Dataset content
::::
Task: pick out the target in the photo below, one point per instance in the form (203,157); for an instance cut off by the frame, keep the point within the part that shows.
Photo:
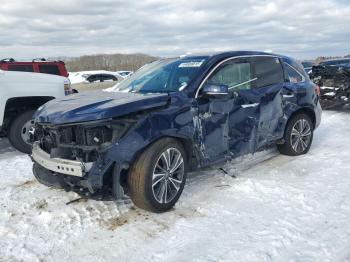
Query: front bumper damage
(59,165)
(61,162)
::::
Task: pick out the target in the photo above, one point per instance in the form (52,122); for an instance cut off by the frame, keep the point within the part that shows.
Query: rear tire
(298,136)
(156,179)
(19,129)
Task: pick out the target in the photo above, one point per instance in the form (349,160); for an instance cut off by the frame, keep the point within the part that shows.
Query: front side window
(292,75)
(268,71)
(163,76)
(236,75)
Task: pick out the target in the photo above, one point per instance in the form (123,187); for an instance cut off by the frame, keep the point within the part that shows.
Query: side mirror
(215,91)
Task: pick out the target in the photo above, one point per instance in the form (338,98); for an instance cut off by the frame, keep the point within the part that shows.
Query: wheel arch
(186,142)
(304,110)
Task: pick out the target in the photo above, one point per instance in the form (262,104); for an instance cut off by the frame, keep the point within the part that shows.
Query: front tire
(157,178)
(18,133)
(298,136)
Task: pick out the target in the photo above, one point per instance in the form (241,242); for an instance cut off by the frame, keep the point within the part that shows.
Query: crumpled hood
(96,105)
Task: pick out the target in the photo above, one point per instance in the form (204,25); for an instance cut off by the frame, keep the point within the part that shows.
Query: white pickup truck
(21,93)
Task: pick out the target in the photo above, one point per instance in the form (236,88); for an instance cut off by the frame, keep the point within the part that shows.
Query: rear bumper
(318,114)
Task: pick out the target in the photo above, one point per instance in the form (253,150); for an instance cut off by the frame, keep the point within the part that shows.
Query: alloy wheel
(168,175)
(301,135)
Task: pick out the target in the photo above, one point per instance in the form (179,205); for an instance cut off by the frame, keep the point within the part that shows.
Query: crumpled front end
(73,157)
::::
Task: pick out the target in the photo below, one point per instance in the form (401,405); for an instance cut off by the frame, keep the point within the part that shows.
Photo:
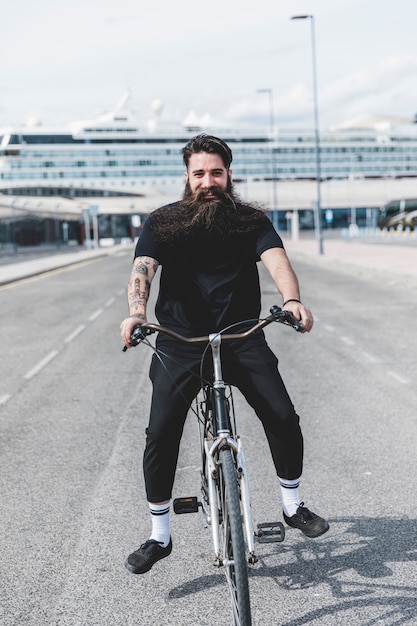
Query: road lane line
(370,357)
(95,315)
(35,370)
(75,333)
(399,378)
::::
Short exercise
Show each line in the items above that contains the word "side". Case counts.

Task answer
Query: front side window
Query: side mirror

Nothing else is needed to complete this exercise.